▶ Problem details
Across the entries below, how many lines contain the string "beige"? Tally them and reply with only the number.

[Location identification items]
####################
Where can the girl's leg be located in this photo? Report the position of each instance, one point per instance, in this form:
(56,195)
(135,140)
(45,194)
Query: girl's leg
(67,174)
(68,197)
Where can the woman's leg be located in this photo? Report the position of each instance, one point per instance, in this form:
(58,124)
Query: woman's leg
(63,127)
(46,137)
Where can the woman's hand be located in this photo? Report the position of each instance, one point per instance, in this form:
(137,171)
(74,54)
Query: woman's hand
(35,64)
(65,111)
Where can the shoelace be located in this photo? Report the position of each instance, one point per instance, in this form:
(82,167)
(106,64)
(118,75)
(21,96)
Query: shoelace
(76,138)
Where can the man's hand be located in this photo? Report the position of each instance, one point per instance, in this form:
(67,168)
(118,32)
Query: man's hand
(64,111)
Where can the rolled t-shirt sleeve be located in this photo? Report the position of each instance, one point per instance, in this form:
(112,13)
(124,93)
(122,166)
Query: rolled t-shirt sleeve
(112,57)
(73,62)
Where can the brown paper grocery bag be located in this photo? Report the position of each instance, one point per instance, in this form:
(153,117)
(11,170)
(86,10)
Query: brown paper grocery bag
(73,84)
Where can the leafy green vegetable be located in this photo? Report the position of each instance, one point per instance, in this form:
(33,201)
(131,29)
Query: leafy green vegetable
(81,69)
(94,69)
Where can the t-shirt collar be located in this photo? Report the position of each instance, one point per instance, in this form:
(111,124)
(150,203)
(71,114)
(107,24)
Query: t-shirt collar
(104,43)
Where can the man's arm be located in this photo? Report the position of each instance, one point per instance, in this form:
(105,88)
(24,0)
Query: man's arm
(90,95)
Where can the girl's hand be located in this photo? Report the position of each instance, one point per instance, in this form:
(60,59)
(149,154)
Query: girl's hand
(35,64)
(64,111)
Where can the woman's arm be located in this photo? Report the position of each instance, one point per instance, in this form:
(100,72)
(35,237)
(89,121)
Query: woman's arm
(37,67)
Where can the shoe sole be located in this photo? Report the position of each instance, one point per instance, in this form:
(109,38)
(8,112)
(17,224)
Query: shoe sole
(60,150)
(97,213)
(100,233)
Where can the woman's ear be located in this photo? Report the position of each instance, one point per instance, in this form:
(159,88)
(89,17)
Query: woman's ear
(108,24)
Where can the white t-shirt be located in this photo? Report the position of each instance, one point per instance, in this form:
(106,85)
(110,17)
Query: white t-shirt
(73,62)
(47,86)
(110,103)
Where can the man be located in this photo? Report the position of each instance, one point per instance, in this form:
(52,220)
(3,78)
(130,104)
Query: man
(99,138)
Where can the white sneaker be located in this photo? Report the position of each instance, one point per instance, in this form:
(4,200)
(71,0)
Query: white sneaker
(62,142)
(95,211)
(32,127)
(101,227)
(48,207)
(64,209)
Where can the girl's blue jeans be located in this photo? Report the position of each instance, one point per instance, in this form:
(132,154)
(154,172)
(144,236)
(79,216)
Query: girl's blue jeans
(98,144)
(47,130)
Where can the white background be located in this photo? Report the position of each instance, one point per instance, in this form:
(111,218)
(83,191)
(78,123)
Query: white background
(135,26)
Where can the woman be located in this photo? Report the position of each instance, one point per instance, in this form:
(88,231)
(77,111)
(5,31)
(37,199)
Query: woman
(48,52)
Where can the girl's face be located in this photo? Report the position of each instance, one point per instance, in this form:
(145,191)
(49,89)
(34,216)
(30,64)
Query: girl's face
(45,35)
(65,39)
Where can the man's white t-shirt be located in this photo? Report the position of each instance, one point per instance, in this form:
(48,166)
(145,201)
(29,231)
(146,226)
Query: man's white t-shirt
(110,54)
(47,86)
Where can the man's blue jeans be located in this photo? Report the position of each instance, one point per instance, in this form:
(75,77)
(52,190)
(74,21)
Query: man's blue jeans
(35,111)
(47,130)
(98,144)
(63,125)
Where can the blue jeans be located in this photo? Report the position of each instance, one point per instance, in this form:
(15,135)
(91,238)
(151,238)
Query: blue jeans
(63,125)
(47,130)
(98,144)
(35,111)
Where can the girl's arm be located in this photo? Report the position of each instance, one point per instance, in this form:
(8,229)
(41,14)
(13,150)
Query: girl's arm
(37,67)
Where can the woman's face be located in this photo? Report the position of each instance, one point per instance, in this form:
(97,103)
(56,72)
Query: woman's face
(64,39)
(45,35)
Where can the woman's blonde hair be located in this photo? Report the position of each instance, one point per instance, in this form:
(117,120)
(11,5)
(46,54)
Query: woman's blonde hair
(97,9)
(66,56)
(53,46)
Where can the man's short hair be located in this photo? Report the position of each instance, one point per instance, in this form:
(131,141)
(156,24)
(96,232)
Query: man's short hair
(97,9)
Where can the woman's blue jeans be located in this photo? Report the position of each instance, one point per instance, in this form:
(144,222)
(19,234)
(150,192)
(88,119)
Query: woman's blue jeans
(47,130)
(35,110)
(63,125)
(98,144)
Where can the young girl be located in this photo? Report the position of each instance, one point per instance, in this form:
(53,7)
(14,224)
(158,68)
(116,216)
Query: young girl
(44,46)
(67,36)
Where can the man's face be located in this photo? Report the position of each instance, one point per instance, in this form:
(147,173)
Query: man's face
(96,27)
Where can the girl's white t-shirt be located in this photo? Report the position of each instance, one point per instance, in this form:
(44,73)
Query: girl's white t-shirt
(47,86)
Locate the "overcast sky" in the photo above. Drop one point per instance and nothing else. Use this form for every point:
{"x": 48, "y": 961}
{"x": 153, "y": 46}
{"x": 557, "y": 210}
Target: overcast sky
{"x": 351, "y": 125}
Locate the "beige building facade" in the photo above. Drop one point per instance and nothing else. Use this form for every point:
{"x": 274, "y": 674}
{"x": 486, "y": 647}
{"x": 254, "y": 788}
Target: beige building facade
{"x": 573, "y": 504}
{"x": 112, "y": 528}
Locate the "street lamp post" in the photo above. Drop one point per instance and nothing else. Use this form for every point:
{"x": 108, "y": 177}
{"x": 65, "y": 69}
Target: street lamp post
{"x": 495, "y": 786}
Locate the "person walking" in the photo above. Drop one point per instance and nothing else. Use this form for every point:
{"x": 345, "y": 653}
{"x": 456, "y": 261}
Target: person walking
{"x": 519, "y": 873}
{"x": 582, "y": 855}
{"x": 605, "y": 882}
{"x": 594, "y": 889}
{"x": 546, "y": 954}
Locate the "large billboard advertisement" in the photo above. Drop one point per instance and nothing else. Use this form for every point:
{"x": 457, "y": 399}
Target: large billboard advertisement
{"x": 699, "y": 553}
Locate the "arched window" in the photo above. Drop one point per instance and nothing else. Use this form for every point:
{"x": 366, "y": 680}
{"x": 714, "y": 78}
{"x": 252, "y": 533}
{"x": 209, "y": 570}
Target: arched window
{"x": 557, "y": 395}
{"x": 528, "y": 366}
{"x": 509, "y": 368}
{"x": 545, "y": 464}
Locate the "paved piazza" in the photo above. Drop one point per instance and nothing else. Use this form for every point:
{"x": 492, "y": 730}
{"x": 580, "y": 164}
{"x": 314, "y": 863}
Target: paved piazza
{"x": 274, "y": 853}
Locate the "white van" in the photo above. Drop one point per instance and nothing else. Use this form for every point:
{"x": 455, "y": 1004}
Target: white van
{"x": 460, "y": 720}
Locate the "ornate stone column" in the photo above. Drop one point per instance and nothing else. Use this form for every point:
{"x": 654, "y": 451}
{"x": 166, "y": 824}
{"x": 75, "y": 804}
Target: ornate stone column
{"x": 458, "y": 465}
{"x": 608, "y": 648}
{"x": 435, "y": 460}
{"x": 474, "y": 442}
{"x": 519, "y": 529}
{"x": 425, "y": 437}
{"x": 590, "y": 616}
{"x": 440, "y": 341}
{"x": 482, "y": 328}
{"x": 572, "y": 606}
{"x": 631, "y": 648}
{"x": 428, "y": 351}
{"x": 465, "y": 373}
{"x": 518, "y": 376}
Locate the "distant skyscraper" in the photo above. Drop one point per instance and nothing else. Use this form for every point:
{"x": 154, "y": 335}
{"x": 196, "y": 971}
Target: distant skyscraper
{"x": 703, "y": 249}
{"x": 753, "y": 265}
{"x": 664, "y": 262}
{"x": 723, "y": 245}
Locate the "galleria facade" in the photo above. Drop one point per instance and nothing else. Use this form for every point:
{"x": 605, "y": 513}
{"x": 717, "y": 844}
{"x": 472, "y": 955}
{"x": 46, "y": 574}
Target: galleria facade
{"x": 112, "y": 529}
####################
▶ Solved exercise
2